Document excerpt |

Question for Tara Deshpande – taking from that regarding coverture, we have a patriarchal mindset in India, the Pati Parmeshwar mindset and that the woman is sub-servient to the husband. What is your take on that?
Tara Deshpande: I spell pati as p-u-t-t-y, anyways. I am glad we are having this debate. Haresh mentioned that all these colonial laws find their origin in English Common Law. Now, particularly where marital rape is concerned, English Common Law has been influenced by a conservative interpretation of Christianity. In, specifically speaking, the book of Corinthians which is the Second Testament, Paul the apostle 54-53 CE, where it states that a man may not deny his wife and a wife may not deny the man in a marriage. Now the assumption here is that the man and the woman are very equal. Sounds very idealistic and romantic but the truth is not so many years ago men and women were equal, and they are not so now. This is based on the fact that pre-marital sex in conservative Christianity was forbidden and discouraged. So, the assumption was that the only way you can have sex was in the marriage and it is therefore lawful to do so. But, of course, we now know at least that that doesn’t hold anymore. I don’t know if it was held at that time either.

To do |
**a.** Name every person mentioned by name in the debate transcript.
**b.** Decide whether each statement agrees with the debate transcript, and back each yes or no with the exact words from the transcript that decide it: (i) Haresh said that the colonial laws have their origin in English Common Law. (ii) Conservative Christianity encouraged pre-marital sex. (iii) The speaker is glad that the debate is taking place.
**c.** Set down the part of the debate transcript that opens with the words containing "Question for Tara" and closes with "take on that?".
The records play no part in any of the tasks; they can be left aside.

Records shown |
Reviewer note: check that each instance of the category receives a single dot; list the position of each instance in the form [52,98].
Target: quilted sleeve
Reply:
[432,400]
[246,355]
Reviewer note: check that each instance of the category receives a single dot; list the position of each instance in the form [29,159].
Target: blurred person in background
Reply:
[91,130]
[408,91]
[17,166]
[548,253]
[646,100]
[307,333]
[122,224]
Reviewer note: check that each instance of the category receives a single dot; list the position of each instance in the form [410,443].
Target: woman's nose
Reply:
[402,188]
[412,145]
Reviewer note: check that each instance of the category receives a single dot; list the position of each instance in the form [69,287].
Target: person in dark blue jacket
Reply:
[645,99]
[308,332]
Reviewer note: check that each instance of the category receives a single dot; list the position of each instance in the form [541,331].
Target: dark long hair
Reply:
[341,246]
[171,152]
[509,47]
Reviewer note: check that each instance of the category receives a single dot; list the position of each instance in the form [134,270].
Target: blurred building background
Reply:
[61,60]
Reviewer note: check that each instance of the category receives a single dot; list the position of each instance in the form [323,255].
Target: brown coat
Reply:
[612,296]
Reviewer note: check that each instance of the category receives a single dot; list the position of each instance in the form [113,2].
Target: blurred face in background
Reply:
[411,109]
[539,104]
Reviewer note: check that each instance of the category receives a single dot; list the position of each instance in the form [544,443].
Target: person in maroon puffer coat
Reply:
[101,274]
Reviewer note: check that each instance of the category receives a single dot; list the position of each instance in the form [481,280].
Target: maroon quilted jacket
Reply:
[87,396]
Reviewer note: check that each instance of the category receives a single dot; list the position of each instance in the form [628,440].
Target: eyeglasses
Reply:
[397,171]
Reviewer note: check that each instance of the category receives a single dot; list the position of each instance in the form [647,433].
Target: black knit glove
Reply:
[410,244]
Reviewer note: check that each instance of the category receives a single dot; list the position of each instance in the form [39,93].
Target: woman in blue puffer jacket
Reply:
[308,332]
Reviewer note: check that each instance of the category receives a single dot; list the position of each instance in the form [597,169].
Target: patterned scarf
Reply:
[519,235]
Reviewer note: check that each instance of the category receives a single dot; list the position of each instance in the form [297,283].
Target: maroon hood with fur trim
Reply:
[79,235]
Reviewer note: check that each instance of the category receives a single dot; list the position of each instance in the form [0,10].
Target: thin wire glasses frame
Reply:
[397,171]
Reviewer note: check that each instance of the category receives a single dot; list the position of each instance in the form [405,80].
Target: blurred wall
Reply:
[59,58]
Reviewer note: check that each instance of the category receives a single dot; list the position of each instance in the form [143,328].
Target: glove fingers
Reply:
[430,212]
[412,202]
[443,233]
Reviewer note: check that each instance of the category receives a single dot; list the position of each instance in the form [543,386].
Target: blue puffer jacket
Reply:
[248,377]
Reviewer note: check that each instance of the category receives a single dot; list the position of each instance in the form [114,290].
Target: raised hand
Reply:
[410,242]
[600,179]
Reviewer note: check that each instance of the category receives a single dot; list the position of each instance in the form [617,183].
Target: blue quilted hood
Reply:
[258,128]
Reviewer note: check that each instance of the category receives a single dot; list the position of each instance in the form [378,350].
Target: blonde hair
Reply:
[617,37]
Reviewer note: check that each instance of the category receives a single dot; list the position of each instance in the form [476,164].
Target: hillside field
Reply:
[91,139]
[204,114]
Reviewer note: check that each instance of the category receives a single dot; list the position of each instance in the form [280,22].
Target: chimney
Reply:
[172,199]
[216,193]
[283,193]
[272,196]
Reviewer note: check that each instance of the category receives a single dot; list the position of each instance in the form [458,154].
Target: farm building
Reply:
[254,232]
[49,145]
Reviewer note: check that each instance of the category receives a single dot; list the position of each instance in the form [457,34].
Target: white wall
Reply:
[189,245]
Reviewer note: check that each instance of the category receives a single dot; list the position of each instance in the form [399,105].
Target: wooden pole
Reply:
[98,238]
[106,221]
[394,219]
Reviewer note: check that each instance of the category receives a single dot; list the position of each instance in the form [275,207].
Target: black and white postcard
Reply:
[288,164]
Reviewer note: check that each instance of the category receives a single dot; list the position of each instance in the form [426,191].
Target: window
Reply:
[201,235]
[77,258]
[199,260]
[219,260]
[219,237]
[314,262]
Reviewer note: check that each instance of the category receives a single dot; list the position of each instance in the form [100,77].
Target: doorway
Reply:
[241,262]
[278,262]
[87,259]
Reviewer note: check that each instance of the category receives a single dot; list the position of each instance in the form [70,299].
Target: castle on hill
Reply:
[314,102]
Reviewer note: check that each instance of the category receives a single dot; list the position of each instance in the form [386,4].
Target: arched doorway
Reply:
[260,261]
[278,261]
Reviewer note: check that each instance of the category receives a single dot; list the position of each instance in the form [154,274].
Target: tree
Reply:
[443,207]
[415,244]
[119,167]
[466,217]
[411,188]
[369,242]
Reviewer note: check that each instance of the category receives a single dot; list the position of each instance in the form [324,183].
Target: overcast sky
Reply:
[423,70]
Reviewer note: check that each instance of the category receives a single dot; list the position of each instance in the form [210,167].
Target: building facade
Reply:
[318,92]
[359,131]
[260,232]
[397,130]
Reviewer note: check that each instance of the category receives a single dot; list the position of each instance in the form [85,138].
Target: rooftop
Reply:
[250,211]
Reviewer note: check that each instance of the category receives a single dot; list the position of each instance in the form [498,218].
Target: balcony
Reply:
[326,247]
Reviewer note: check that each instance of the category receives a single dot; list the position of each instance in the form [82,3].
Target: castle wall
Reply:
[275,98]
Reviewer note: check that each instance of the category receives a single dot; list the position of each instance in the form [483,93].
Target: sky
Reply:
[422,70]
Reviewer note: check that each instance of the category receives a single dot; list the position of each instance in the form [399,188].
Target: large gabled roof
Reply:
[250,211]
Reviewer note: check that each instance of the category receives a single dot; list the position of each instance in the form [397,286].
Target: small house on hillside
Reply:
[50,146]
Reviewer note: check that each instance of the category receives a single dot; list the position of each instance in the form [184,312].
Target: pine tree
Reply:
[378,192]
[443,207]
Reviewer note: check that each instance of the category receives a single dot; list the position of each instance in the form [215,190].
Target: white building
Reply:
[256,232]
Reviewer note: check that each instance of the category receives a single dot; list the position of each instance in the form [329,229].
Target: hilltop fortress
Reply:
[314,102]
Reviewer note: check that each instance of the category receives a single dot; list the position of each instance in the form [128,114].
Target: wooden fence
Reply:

Solutions to the exercise |
**a.** Tara Deshpande, Haresh, Paul the apostle

**b.**
(i) Yes: "Haresh mentioned that all these colonial laws find their origin in English Common Law."
(ii) No: "pre-marital sex in conservative Christianity was forbidden and discouraged."
(iii) Yes: "I am glad we are having this debate."

**c.**
Question for Tara Deshpande – taking from that regarding coverture, we have a patriarchal mindset in India, the Pati Parmeshwar mindset and that the woman is sub-servient to the husband. What is your take on that?